• _JOB_
Turn the lines of the material below into a numbered list, starting with the line that contains "row: ash on ground" and going on through the line that contains "328], [22, 328]]]". Leave out any blank lines.

☆ ☆ ☆ ☆

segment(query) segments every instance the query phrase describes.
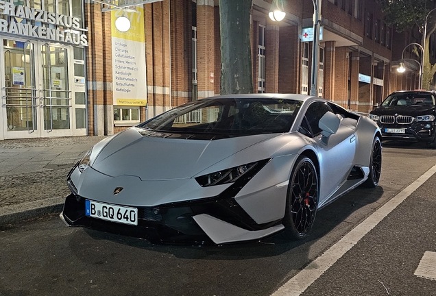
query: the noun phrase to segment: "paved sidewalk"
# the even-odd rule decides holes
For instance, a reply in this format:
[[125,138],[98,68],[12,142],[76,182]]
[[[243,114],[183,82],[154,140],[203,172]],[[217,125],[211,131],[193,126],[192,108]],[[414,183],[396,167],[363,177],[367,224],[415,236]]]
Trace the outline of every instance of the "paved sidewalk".
[[0,140],[0,225],[60,212],[66,174],[105,137]]

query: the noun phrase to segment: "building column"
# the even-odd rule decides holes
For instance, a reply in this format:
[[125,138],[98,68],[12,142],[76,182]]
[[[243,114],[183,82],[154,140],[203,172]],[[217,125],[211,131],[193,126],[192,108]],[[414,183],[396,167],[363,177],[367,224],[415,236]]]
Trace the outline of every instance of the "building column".
[[252,41],[252,73],[253,73],[253,93],[258,92],[259,75],[259,22],[258,21],[252,21],[252,29],[250,33]]
[[279,38],[278,92],[301,93],[301,40],[298,26],[280,27]]
[[171,0],[171,103],[190,101],[192,90],[192,1]]
[[215,95],[215,9],[213,0],[197,1],[198,98]]
[[351,73],[350,86],[350,106],[347,106],[350,110],[356,111],[359,106],[359,71],[360,52],[352,51],[350,53],[351,58]]
[[[279,27],[267,25],[265,32],[265,92],[278,92]],[[257,84],[256,84],[257,86]]]
[[104,112],[104,134],[114,134],[114,92],[112,63],[112,16],[110,12],[102,13],[103,25],[103,60],[105,71],[103,71],[103,94]]
[[335,96],[336,42],[327,41],[324,52],[324,99],[332,101]]
[[86,3],[85,18],[90,36],[86,48],[88,73],[88,134],[104,134],[103,24],[101,5]]
[[147,114],[150,119],[171,106],[169,0],[144,5]]
[[[371,56],[361,58],[359,61],[360,73],[372,77],[372,68],[373,58]],[[360,82],[359,87],[359,107],[357,111],[368,112],[372,105],[371,86],[372,84]]]
[[335,88],[333,102],[347,108],[348,103],[348,71],[350,49],[348,47],[335,48]]

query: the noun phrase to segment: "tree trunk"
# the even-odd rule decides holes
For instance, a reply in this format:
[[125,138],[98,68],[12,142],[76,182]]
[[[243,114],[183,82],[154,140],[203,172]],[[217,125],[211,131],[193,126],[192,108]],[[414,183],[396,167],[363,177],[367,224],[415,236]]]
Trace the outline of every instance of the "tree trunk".
[[252,93],[252,0],[220,0],[221,94]]
[[431,64],[430,62],[430,36],[436,30],[436,23],[435,23],[430,29],[428,29],[426,34],[425,48],[424,49],[426,54],[424,56],[423,62],[423,73],[422,73],[422,88],[431,90],[432,90],[432,83],[433,82],[433,76],[436,73],[436,64]]

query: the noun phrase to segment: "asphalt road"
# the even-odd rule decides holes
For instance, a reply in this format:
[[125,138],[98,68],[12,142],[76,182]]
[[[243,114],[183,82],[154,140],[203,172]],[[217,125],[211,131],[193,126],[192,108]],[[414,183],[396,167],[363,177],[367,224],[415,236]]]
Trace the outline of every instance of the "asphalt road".
[[[322,210],[309,238],[162,246],[64,226],[57,215],[0,230],[0,295],[269,295],[436,164],[436,150],[384,143],[382,177]],[[413,275],[436,251],[436,176],[365,235],[303,295],[435,295]]]

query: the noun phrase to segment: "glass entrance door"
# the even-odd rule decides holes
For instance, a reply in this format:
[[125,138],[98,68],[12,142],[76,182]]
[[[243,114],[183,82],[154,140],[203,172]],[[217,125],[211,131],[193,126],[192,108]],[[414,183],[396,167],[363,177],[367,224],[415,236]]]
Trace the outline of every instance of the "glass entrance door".
[[3,45],[3,130],[10,135],[36,136],[39,102],[33,66],[34,45],[5,40]]
[[41,46],[44,130],[58,136],[70,130],[71,92],[68,79],[66,48],[45,44]]
[[75,83],[73,78],[77,77],[70,74],[69,66],[75,64],[69,56],[73,47],[6,39],[1,45],[3,138],[86,134],[84,120],[76,122],[75,110],[83,113],[86,98],[79,105],[72,99],[85,93],[84,84]]

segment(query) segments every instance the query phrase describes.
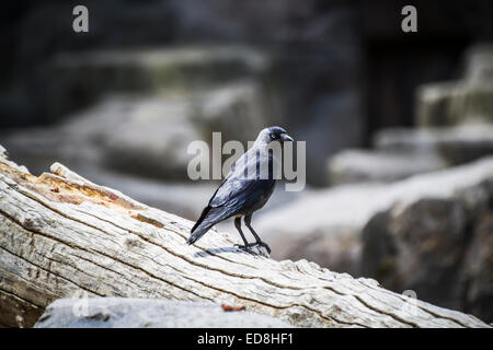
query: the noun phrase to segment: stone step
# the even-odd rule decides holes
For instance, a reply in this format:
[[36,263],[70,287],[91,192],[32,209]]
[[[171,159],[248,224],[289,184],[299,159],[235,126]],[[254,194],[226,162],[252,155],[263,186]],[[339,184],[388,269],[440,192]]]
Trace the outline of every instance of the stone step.
[[419,126],[452,126],[471,120],[493,122],[493,46],[472,47],[467,52],[461,80],[424,84],[416,91]]
[[331,185],[377,182],[388,183],[447,166],[438,154],[345,150],[328,160]]
[[49,66],[46,106],[57,119],[107,93],[180,95],[256,75],[267,67],[265,54],[243,46],[59,54]]
[[462,164],[493,153],[493,125],[471,124],[436,129],[387,129],[374,138],[380,152],[437,153],[449,164]]

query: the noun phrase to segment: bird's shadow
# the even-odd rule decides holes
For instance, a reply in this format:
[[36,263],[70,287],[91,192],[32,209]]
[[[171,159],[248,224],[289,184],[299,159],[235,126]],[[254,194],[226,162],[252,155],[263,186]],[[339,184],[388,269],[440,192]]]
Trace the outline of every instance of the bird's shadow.
[[249,255],[260,255],[260,256],[265,256],[265,254],[262,253],[257,253],[257,252],[246,252],[243,249],[240,249],[238,247],[234,246],[226,246],[226,247],[219,247],[219,248],[210,248],[210,249],[205,249],[202,252],[196,252],[194,254],[194,258],[205,258],[211,255],[219,255],[219,254],[225,254],[225,253],[233,253],[233,254],[249,254]]

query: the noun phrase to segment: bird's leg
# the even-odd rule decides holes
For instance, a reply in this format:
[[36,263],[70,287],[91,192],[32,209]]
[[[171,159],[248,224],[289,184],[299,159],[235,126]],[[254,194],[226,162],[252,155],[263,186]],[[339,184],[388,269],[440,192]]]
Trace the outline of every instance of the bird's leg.
[[246,228],[249,228],[249,230],[253,234],[253,236],[255,237],[256,244],[265,247],[265,249],[267,249],[268,254],[271,254],[271,247],[265,242],[262,242],[262,240],[256,234],[255,230],[253,230],[251,222],[252,222],[252,214],[245,215],[244,223],[245,223]]
[[237,246],[237,247],[239,247],[239,248],[241,248],[241,249],[248,249],[249,246],[251,246],[251,244],[250,244],[250,243],[246,241],[246,238],[244,237],[243,231],[241,231],[241,218],[240,218],[240,217],[238,217],[238,218],[234,219],[234,226],[237,228],[238,232],[239,232],[240,235],[241,235],[241,238],[242,238],[243,242],[244,242],[244,245],[236,244],[234,246]]

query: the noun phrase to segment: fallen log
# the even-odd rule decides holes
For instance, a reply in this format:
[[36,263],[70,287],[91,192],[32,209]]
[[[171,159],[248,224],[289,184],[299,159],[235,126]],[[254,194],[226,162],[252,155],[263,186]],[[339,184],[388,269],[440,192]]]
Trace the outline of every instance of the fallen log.
[[474,316],[309,262],[276,261],[55,163],[34,176],[0,152],[0,326],[31,327],[70,296],[211,301],[298,327],[488,327]]

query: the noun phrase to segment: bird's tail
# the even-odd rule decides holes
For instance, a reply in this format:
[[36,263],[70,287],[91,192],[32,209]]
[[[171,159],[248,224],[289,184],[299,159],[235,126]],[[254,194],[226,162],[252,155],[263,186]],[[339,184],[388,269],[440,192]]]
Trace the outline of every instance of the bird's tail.
[[192,231],[192,234],[190,235],[188,240],[186,240],[187,244],[194,244],[197,242],[214,224],[204,224],[199,225],[195,231]]
[[207,218],[210,209],[211,208],[207,206],[202,211],[200,218],[198,218],[197,222],[192,228],[192,234],[188,240],[186,240],[187,244],[197,242],[211,226],[214,226],[215,222],[210,222],[210,220],[208,220],[209,218]]

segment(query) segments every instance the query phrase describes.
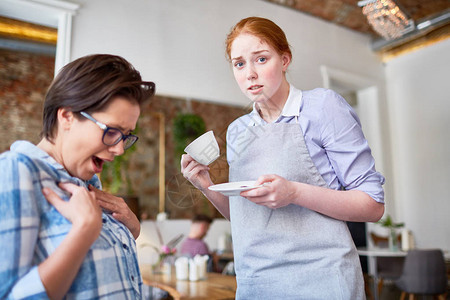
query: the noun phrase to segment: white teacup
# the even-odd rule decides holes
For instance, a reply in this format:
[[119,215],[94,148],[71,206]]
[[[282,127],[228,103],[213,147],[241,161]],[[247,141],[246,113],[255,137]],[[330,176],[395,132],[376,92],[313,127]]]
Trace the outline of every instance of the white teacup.
[[184,151],[202,165],[209,165],[220,156],[219,145],[212,130],[196,138]]

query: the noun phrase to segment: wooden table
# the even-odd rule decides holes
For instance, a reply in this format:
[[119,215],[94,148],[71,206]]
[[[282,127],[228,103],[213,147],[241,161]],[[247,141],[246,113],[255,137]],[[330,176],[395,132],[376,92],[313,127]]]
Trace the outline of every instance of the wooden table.
[[150,265],[140,266],[144,284],[167,291],[178,299],[234,299],[236,277],[208,273],[208,278],[198,281],[177,280],[175,269],[171,274],[153,274]]
[[369,274],[373,276],[373,296],[375,300],[379,299],[378,295],[378,272],[377,272],[377,257],[405,257],[407,252],[392,251],[389,248],[357,248],[358,254],[367,256],[369,262]]

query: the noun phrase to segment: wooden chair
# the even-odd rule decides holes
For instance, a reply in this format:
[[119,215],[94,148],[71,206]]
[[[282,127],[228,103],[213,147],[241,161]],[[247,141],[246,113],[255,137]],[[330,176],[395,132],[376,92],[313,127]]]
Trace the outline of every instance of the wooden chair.
[[404,300],[407,294],[410,300],[413,300],[415,295],[433,295],[435,299],[445,300],[447,274],[442,251],[408,251],[402,275],[396,285],[402,291],[401,300]]

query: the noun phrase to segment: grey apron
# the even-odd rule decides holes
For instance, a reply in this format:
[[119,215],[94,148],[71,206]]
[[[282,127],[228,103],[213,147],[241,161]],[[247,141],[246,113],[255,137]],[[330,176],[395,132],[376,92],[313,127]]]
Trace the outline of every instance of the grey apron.
[[[298,123],[250,126],[234,145],[230,182],[277,174],[327,187]],[[290,204],[271,209],[230,197],[237,299],[365,299],[347,225]]]

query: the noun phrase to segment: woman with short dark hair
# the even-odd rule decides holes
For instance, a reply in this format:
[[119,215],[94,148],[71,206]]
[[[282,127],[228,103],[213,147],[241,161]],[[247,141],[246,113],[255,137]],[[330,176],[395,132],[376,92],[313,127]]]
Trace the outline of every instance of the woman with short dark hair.
[[42,140],[0,155],[0,298],[142,297],[137,219],[123,222],[132,234],[102,211],[95,174],[137,141],[132,132],[154,89],[114,55],[79,58],[56,76]]

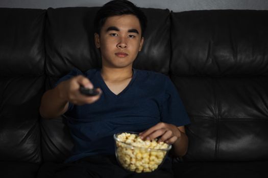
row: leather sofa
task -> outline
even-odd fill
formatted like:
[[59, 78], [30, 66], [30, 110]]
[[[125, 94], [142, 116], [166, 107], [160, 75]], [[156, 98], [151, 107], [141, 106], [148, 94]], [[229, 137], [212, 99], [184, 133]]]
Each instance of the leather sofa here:
[[[101, 67], [98, 9], [0, 8], [0, 177], [35, 177], [69, 155], [64, 115], [42, 119], [40, 102], [74, 68]], [[268, 177], [268, 11], [142, 10], [134, 67], [169, 76], [191, 122], [175, 177]]]

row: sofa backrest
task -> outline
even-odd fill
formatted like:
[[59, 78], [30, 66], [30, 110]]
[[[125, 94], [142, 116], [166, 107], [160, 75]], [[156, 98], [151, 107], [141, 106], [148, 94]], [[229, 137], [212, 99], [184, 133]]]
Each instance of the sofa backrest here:
[[170, 77], [188, 113], [187, 161], [268, 159], [268, 11], [171, 14]]
[[0, 9], [0, 161], [41, 161], [45, 15], [40, 9]]

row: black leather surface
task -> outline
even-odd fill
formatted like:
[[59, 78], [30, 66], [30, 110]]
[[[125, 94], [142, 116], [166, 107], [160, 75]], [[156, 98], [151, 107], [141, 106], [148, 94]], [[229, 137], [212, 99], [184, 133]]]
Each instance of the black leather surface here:
[[20, 162], [0, 162], [1, 178], [34, 178], [37, 175], [39, 165]]
[[0, 161], [40, 163], [45, 10], [0, 8]]
[[1, 76], [44, 73], [45, 12], [41, 9], [0, 8]]
[[184, 160], [268, 159], [268, 12], [172, 14], [171, 77], [191, 124]]
[[267, 75], [267, 11], [188, 11], [171, 18], [174, 74]]
[[174, 165], [175, 177], [264, 178], [267, 161], [179, 163]]

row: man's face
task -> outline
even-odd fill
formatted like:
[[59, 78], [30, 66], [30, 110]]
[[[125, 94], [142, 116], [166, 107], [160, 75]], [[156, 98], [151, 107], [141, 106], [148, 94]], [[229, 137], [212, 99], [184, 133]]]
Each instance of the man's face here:
[[138, 19], [133, 15], [108, 17], [100, 33], [95, 34], [95, 44], [101, 49], [103, 66], [132, 67], [143, 43]]

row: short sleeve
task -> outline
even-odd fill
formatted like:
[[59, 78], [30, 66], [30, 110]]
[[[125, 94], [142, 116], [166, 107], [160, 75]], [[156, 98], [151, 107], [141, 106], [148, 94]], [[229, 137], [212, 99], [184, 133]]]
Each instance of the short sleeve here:
[[190, 124], [190, 120], [175, 86], [165, 77], [165, 92], [161, 106], [161, 121], [177, 127]]
[[[83, 73], [80, 70], [77, 69], [72, 70], [68, 74], [60, 78], [59, 80], [58, 80], [54, 84], [54, 88], [56, 87], [61, 82], [68, 80], [70, 78], [79, 75], [83, 75]], [[69, 111], [71, 110], [73, 108], [74, 104], [69, 102], [69, 105], [68, 106], [68, 109], [67, 111]]]

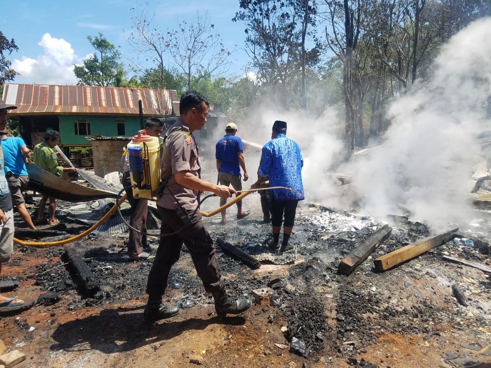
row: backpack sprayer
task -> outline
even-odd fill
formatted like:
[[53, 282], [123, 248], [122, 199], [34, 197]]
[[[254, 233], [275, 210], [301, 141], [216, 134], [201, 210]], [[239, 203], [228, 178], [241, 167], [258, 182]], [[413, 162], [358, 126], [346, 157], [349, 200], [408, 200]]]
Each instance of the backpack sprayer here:
[[155, 200], [160, 183], [160, 145], [158, 137], [146, 133], [138, 131], [127, 146], [130, 177], [134, 198]]
[[[165, 138], [164, 138], [165, 139]], [[126, 146], [130, 163], [130, 178], [131, 182], [131, 190], [133, 198], [135, 199], [156, 200], [165, 188], [167, 180], [161, 185], [160, 168], [160, 143], [158, 137], [152, 137], [146, 134], [146, 131], [138, 131], [136, 135], [132, 139]], [[122, 192], [130, 189], [124, 188], [118, 194], [116, 204], [119, 203], [119, 197]], [[171, 193], [172, 194], [172, 193]], [[174, 196], [174, 198], [175, 197]], [[168, 236], [181, 231], [186, 226], [191, 224], [191, 218], [186, 210], [181, 206], [176, 199], [177, 209], [176, 212], [183, 222], [182, 229], [172, 234], [165, 236], [156, 235], [146, 233], [146, 235], [159, 237]], [[197, 209], [196, 209], [197, 210]], [[129, 224], [121, 213], [121, 209], [117, 206], [118, 214], [123, 222], [131, 229], [143, 234]]]

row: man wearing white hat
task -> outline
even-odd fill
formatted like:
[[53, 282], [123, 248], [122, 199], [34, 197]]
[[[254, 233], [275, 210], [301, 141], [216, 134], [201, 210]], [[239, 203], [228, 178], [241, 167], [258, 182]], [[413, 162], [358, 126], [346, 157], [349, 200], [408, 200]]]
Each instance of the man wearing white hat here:
[[[221, 185], [228, 186], [231, 184], [236, 190], [242, 190], [241, 167], [244, 172], [244, 181], [246, 182], [249, 179], [249, 175], [246, 168], [242, 140], [236, 136], [237, 126], [233, 123], [227, 124], [225, 128], [225, 136], [219, 139], [215, 146], [218, 181]], [[226, 203], [226, 198], [220, 198], [220, 207]], [[244, 212], [242, 210], [242, 200], [238, 201], [236, 204], [238, 219], [244, 218], [249, 214], [249, 211]], [[220, 223], [222, 225], [224, 225], [226, 223], [226, 210], [222, 210], [220, 211], [221, 222]]]

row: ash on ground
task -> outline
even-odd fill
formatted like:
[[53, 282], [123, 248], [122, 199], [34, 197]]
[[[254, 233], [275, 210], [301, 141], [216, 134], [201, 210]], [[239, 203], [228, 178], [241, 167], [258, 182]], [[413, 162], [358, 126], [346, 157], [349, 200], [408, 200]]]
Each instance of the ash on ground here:
[[[73, 217], [68, 212], [72, 204], [57, 203], [67, 212], [59, 217], [62, 231], [78, 233], [89, 227], [71, 219]], [[225, 226], [216, 219], [204, 221], [214, 239], [223, 238], [251, 256], [281, 256], [266, 245], [271, 226], [259, 220], [262, 216], [257, 210], [256, 215], [229, 221]], [[389, 237], [350, 276], [338, 274], [340, 261], [386, 223], [392, 227]], [[295, 245], [296, 260], [284, 274], [253, 271], [218, 246], [217, 253], [224, 284], [234, 296], [253, 300], [252, 290], [271, 285], [274, 279], [279, 280], [272, 285], [273, 292], [269, 305], [261, 308], [256, 319], [278, 329], [286, 326], [284, 340], [278, 342], [289, 344], [296, 354], [314, 359], [334, 355], [346, 358], [352, 365], [377, 367], [359, 357], [368, 344], [386, 333], [411, 334], [422, 340], [437, 336], [444, 340], [445, 325], [451, 320], [464, 323], [469, 313], [474, 316], [473, 323], [491, 328], [490, 283], [476, 285], [466, 281], [463, 266], [443, 258], [445, 255], [456, 256], [489, 265], [489, 247], [485, 239], [475, 238], [475, 248], [451, 239], [391, 270], [378, 272], [374, 268], [373, 259], [428, 236], [431, 229], [403, 216], [389, 216], [379, 221], [355, 211], [336, 212], [311, 205], [299, 208], [294, 230], [290, 241]], [[466, 236], [471, 238], [472, 235]], [[133, 299], [141, 299], [143, 305], [152, 261], [129, 259], [124, 242], [127, 237], [124, 233], [91, 235], [72, 243], [98, 283], [100, 292], [96, 295], [84, 295], [81, 290], [62, 247], [17, 246], [16, 251], [45, 260], [37, 266], [34, 274], [19, 280], [33, 278], [42, 290], [57, 291], [70, 298], [69, 310]], [[157, 238], [149, 238], [157, 245]], [[164, 295], [164, 299], [181, 308], [213, 302], [190, 258], [183, 248]], [[454, 269], [456, 272], [445, 272]], [[428, 283], [424, 295], [417, 287], [423, 280]], [[465, 310], [452, 295], [451, 286], [456, 282], [472, 295]], [[20, 324], [19, 328], [22, 328]]]

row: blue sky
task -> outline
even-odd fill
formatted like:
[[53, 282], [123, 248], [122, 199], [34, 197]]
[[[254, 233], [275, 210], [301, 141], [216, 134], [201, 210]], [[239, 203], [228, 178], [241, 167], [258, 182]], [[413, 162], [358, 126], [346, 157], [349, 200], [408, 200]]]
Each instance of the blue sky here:
[[[120, 47], [125, 57], [135, 58], [127, 39], [131, 30], [130, 9], [143, 9], [145, 2], [127, 0], [85, 1], [4, 1], [0, 16], [0, 29], [13, 38], [19, 51], [7, 58], [21, 73], [13, 82], [38, 84], [76, 84], [73, 65], [94, 52], [87, 36], [100, 32], [111, 43]], [[240, 76], [248, 61], [240, 48], [245, 39], [243, 23], [232, 22], [239, 10], [239, 0], [208, 1], [148, 1], [147, 9], [155, 11], [154, 23], [160, 29], [176, 29], [179, 23], [195, 22], [197, 11], [207, 12], [213, 33], [220, 35], [225, 47], [232, 51], [233, 65], [226, 75]], [[149, 67], [152, 65], [149, 65]], [[131, 77], [132, 75], [129, 75]]]

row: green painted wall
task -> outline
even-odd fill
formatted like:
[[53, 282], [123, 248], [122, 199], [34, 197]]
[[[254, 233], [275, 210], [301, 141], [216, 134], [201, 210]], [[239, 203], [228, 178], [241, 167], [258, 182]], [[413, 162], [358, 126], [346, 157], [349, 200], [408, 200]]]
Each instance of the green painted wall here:
[[[136, 135], [136, 132], [140, 130], [140, 119], [138, 116], [61, 115], [58, 116], [58, 118], [61, 143], [64, 146], [90, 146], [91, 142], [85, 139], [86, 136], [120, 136], [121, 134], [118, 134], [117, 131], [117, 120], [124, 120], [125, 134], [123, 136]], [[75, 123], [79, 119], [85, 119], [87, 123], [90, 123], [90, 134], [78, 135], [75, 134]]]

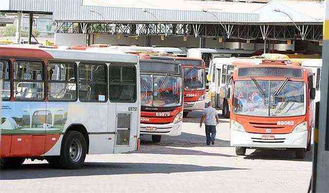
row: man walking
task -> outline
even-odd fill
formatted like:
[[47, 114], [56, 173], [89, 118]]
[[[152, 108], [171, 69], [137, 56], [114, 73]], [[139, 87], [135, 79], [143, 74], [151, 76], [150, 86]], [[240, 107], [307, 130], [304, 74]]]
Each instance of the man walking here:
[[202, 116], [200, 120], [200, 127], [202, 126], [203, 121], [206, 125], [206, 137], [207, 139], [207, 145], [215, 144], [215, 137], [216, 137], [216, 125], [218, 123], [218, 116], [217, 115], [216, 109], [212, 107], [212, 103], [209, 102], [208, 103], [208, 107], [203, 111]]

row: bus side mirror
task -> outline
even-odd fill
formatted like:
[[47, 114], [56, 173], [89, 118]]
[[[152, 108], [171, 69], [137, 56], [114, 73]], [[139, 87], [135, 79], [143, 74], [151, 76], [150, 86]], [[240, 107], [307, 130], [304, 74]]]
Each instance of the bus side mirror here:
[[314, 100], [315, 98], [315, 88], [311, 88], [310, 91], [310, 99]]
[[210, 80], [211, 78], [210, 78], [210, 75], [207, 75], [207, 80], [208, 81], [208, 82], [210, 82]]

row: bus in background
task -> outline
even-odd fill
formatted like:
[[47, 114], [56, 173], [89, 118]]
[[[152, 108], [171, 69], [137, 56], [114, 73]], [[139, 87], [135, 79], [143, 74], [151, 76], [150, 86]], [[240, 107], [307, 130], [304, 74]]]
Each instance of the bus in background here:
[[291, 149], [303, 158], [310, 148], [313, 74], [285, 61], [264, 60], [233, 73], [231, 145], [249, 149]]
[[223, 117], [230, 118], [230, 106], [228, 101], [231, 87], [231, 77], [236, 65], [259, 64], [262, 59], [252, 58], [216, 58], [209, 65], [208, 99], [213, 107], [222, 110]]
[[183, 68], [184, 79], [184, 112], [203, 110], [205, 108], [206, 75], [205, 63], [202, 59], [172, 57], [180, 63]]
[[162, 135], [181, 135], [183, 76], [178, 62], [141, 56], [141, 135], [159, 142]]
[[[320, 102], [320, 86], [321, 85], [321, 76], [322, 71], [322, 59], [308, 59], [301, 62], [301, 66], [306, 68], [308, 68], [312, 71], [313, 75], [313, 85], [315, 88], [315, 98], [314, 100], [313, 106], [314, 108], [313, 118], [315, 119], [315, 112], [316, 111], [316, 104]], [[315, 121], [314, 121], [315, 122]], [[312, 138], [311, 141], [314, 141], [314, 129], [315, 125], [312, 127]]]
[[71, 48], [0, 48], [1, 164], [31, 158], [76, 169], [86, 154], [139, 147], [138, 57]]
[[[250, 57], [253, 50], [230, 49], [190, 48], [187, 50], [187, 57], [202, 59], [205, 62], [206, 76], [209, 74], [209, 64], [216, 58]], [[209, 89], [209, 82], [206, 81], [206, 89]]]

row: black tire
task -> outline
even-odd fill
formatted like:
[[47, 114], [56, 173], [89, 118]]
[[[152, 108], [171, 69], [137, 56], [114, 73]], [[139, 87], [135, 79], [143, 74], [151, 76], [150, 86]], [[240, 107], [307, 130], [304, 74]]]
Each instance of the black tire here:
[[86, 158], [86, 140], [81, 133], [69, 131], [65, 136], [58, 157], [59, 167], [66, 169], [80, 168]]
[[187, 117], [188, 115], [189, 115], [189, 112], [188, 111], [183, 112], [183, 117]]
[[223, 110], [222, 111], [222, 116], [226, 118], [230, 118], [230, 109], [227, 100], [224, 99], [223, 104]]
[[235, 147], [235, 154], [236, 155], [244, 155], [246, 150], [247, 148], [244, 147]]
[[159, 143], [161, 141], [161, 135], [152, 135], [152, 141], [155, 143]]
[[22, 157], [6, 157], [0, 159], [1, 165], [11, 167], [18, 167], [20, 166], [25, 158]]
[[298, 149], [296, 150], [296, 158], [298, 159], [303, 159], [306, 154], [306, 150], [304, 148]]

☆ ☆ ☆ ☆

• _RESPONSE FOR THIS EXERCISE_
1. row: ash on ground
2. task -> outline
3. even-odd fill
4. formatted like:
5. [[53, 282], [123, 248], [122, 199], [34, 197]]
6. [[[254, 233], [275, 210], [301, 141], [216, 134], [201, 210]], [[239, 203], [228, 178], [241, 167], [258, 182]], [[413, 162], [358, 126], [346, 157], [349, 200], [408, 200]]]
7. Each instance of the ash on ground here:
8. [[[73, 217], [68, 212], [72, 204], [57, 203], [67, 212], [59, 217], [62, 231], [78, 233], [89, 227], [71, 219]], [[225, 226], [216, 219], [204, 221], [214, 239], [223, 238], [251, 256], [281, 256], [266, 245], [271, 226], [259, 220], [262, 216], [257, 210], [256, 215], [229, 221]], [[389, 237], [350, 276], [338, 274], [340, 261], [386, 223], [392, 227]], [[295, 245], [296, 260], [284, 274], [253, 271], [218, 246], [217, 253], [224, 284], [234, 296], [253, 300], [252, 290], [271, 285], [274, 279], [279, 280], [272, 285], [273, 292], [269, 305], [261, 308], [256, 319], [278, 329], [286, 326], [284, 340], [278, 342], [289, 344], [296, 354], [314, 359], [334, 355], [346, 358], [352, 365], [377, 367], [359, 357], [368, 344], [386, 333], [411, 334], [422, 340], [437, 336], [444, 340], [445, 325], [451, 320], [464, 323], [469, 313], [474, 316], [473, 323], [491, 328], [490, 283], [476, 285], [466, 281], [463, 266], [443, 258], [445, 255], [456, 256], [489, 265], [489, 247], [485, 239], [475, 238], [475, 248], [451, 239], [391, 270], [378, 272], [374, 268], [373, 259], [428, 236], [431, 229], [403, 216], [389, 216], [379, 221], [355, 211], [336, 212], [311, 205], [299, 208], [294, 230], [290, 241]], [[466, 236], [471, 238], [472, 235]], [[133, 299], [141, 299], [143, 305], [152, 261], [129, 259], [124, 242], [127, 237], [124, 233], [91, 235], [72, 243], [98, 283], [100, 292], [96, 295], [84, 295], [81, 290], [62, 247], [17, 246], [16, 251], [45, 260], [37, 266], [34, 274], [19, 280], [33, 278], [42, 290], [57, 291], [70, 298], [69, 310]], [[157, 238], [149, 238], [157, 245]], [[164, 295], [164, 299], [181, 308], [213, 302], [190, 258], [183, 248]], [[454, 269], [456, 272], [445, 272]], [[428, 283], [424, 295], [417, 287], [423, 280]], [[465, 310], [452, 295], [451, 286], [456, 282], [472, 295]], [[20, 324], [19, 328], [22, 328]]]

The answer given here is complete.